Report each line below that contains the string "like". Copy those lines in full and match case exactly.

(Exercise input)
....

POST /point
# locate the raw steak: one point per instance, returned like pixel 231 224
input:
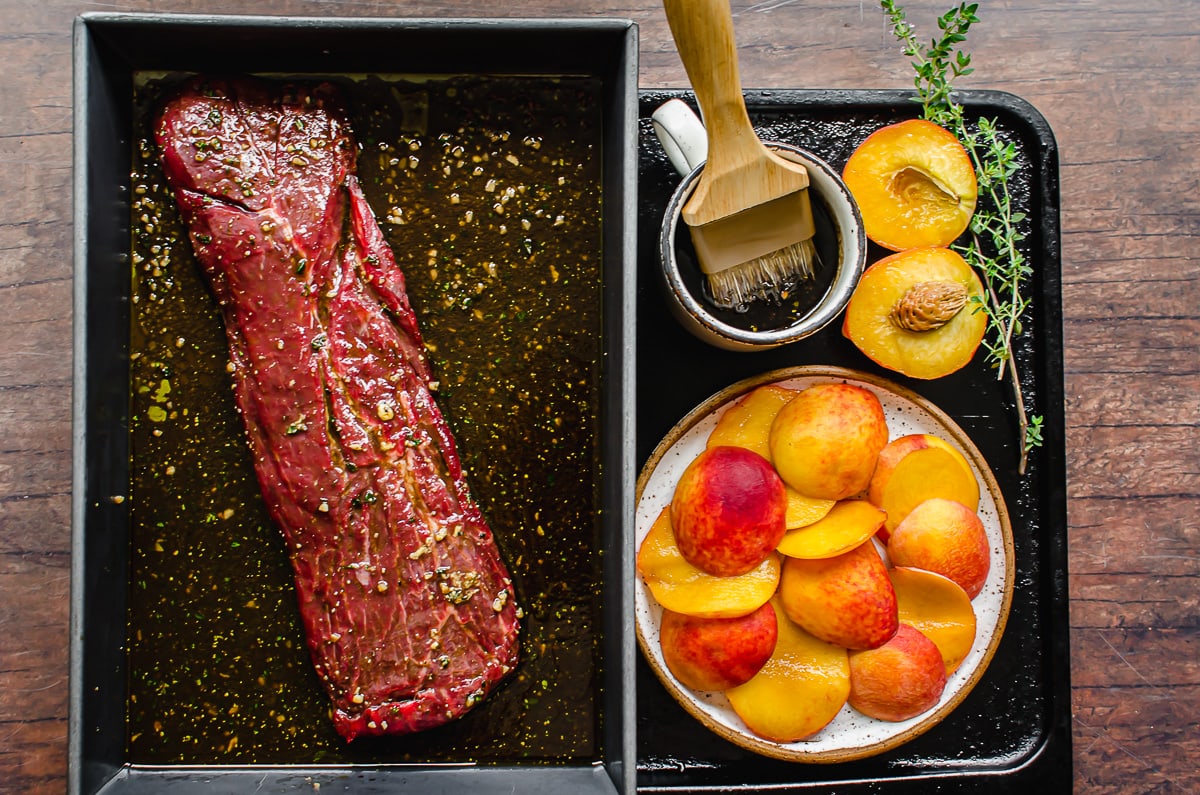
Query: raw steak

....

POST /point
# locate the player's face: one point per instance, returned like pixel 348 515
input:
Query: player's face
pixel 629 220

....

(Result of this task)
# locate the raw steak: one point per instance, returned like pixel 231 224
# locate the player's face: one point per instance, returned like pixel 348 515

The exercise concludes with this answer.